**Saved entries**
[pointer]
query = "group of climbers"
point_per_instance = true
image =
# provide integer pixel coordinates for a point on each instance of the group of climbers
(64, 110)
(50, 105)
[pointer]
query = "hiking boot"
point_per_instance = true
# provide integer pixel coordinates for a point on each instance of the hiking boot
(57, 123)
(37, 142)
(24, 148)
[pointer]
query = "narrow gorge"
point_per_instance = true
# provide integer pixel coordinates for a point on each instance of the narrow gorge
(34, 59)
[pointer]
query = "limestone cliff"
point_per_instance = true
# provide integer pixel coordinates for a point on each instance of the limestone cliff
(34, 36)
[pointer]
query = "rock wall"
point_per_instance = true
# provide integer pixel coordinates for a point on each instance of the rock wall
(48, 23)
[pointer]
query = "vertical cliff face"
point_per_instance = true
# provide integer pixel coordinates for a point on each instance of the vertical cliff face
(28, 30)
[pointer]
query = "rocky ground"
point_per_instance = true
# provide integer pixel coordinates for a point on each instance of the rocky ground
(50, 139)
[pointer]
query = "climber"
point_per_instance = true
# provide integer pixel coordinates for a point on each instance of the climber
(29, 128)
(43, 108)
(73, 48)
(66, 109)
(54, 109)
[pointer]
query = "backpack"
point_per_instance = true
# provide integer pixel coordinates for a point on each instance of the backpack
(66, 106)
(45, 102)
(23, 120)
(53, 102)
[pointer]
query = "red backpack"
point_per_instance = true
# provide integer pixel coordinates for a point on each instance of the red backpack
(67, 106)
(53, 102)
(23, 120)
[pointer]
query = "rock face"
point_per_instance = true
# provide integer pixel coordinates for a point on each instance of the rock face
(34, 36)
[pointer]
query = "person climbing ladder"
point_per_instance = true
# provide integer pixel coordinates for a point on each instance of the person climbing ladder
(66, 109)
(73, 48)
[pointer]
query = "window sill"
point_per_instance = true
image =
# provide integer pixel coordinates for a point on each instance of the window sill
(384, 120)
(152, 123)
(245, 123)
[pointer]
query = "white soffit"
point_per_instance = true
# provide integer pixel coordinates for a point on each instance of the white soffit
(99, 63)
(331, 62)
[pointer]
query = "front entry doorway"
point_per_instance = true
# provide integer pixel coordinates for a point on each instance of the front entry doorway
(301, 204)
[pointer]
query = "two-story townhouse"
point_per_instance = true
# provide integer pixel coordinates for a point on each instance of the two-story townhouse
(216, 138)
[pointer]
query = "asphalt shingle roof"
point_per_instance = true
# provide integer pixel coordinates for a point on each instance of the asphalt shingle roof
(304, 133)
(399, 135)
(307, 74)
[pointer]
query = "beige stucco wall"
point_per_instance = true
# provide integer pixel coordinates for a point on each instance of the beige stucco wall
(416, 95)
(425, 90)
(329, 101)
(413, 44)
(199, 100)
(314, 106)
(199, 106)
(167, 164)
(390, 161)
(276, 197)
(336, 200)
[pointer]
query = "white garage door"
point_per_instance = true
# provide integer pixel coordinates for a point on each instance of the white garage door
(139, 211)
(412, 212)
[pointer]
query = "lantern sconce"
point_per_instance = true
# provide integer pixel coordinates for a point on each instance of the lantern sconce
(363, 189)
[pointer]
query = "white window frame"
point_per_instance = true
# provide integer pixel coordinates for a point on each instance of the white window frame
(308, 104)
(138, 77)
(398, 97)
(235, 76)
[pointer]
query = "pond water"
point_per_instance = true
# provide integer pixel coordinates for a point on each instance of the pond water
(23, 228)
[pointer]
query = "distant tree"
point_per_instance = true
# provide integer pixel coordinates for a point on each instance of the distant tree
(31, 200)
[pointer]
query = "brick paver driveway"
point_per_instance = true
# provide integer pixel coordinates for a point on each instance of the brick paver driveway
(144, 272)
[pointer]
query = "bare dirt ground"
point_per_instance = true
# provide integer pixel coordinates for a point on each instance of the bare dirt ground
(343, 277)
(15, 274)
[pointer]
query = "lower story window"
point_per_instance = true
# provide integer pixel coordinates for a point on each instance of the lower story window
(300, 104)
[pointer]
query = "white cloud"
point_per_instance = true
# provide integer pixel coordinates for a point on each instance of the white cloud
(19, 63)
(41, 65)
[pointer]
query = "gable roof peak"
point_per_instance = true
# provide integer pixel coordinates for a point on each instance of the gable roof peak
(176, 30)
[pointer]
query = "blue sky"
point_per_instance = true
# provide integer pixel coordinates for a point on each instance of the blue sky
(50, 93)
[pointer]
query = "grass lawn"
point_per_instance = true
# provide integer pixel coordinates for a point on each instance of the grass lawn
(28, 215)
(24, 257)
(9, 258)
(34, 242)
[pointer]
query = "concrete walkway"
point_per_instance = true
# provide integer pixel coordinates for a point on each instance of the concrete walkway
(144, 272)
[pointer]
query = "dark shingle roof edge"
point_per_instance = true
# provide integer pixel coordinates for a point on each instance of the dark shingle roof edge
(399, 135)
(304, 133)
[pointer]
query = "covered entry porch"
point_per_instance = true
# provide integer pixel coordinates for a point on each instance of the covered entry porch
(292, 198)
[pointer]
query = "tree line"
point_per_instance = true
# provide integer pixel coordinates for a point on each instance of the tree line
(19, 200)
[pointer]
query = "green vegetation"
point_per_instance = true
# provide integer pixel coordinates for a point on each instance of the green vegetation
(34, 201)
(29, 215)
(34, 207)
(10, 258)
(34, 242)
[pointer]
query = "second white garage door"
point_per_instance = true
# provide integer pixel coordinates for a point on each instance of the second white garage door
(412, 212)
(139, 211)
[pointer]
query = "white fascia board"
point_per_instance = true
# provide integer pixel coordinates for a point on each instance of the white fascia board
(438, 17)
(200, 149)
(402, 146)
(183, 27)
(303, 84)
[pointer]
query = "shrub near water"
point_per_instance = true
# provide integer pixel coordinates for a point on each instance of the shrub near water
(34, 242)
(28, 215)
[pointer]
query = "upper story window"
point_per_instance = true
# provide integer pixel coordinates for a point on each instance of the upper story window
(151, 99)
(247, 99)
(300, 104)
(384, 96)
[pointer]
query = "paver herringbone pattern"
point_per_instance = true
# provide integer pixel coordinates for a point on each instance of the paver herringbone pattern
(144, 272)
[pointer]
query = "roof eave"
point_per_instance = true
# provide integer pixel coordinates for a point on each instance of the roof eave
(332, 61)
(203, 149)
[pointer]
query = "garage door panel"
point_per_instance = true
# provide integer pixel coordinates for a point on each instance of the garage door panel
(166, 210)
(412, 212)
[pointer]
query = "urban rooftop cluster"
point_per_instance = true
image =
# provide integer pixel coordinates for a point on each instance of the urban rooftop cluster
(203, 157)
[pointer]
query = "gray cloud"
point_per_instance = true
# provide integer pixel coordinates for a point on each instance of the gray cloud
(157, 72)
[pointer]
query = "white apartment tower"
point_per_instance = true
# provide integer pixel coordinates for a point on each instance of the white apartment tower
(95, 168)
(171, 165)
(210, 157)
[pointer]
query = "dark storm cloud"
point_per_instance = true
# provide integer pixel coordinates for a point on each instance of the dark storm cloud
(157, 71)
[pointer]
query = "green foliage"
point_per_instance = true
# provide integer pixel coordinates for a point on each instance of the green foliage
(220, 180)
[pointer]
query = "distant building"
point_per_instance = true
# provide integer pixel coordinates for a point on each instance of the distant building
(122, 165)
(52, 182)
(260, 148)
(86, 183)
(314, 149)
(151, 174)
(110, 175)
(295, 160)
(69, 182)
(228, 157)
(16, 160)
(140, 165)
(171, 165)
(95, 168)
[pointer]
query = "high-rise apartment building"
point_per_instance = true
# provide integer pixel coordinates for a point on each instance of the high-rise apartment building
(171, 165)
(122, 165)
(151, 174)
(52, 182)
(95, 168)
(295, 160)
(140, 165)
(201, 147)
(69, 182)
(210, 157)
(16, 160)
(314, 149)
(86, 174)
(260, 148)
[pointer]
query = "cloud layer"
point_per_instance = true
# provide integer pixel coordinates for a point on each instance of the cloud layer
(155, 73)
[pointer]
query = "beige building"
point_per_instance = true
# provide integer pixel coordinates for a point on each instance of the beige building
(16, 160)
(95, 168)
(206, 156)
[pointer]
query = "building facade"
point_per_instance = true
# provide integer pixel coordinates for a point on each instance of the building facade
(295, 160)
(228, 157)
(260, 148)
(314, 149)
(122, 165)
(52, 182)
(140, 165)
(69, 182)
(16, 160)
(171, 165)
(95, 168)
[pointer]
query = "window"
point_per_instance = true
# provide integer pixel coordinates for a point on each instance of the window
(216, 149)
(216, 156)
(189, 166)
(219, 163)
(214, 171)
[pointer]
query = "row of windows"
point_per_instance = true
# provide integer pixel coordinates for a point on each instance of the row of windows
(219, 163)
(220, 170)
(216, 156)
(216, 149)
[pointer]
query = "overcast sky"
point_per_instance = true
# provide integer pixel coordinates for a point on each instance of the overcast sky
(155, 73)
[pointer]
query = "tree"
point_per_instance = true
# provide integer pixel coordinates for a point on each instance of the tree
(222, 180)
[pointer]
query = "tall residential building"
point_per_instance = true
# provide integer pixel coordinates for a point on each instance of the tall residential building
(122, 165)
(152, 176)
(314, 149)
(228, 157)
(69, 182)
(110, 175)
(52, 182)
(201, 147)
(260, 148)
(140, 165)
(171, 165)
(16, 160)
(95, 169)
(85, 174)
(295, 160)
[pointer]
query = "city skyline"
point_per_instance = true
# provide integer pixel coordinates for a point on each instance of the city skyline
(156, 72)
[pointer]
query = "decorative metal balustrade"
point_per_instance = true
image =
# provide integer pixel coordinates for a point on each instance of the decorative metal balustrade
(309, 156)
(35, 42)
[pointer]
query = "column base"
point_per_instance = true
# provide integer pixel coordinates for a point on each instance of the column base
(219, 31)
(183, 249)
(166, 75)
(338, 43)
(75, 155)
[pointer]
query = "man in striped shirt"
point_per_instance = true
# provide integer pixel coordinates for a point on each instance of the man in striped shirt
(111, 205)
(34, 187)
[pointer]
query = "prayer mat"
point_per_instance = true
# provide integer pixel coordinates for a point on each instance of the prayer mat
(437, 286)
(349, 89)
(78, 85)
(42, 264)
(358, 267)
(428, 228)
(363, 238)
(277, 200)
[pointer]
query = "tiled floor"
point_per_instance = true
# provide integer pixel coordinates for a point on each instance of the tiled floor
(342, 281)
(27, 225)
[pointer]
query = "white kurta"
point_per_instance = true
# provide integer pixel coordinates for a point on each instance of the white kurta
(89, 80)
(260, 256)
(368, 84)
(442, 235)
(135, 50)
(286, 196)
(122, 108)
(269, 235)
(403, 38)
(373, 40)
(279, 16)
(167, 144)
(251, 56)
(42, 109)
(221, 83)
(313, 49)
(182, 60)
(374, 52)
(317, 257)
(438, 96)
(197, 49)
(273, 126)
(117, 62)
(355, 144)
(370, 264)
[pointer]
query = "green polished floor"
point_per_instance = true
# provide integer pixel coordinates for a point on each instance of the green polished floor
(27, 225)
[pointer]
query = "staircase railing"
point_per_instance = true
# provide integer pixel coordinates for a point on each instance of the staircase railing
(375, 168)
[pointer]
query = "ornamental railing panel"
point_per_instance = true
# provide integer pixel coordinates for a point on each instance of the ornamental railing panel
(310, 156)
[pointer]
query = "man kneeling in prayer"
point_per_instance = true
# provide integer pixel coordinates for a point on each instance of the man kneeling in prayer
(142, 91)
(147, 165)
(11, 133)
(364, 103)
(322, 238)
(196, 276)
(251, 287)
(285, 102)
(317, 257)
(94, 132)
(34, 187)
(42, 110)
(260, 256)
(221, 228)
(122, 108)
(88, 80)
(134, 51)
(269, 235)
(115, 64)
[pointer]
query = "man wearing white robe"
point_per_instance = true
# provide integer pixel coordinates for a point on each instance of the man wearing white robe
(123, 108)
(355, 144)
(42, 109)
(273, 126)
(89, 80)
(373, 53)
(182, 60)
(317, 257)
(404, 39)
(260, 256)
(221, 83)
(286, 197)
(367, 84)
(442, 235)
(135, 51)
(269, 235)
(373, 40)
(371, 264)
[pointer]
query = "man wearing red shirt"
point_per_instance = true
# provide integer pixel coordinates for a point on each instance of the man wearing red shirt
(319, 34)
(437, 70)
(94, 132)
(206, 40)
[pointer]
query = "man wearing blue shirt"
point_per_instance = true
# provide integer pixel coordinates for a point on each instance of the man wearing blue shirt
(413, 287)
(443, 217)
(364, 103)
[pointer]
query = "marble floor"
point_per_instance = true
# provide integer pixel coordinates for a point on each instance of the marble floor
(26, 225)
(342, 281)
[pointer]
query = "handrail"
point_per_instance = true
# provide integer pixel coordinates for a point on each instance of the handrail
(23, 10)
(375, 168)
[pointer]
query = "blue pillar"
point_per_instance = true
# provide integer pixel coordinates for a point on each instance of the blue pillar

**What you should do**
Show each line of the saved entries that contains the word "gorge".

**Written answer**
query = "narrow gorge"
# provide integer pixel coordinates for a point on each instance of the narrow gorge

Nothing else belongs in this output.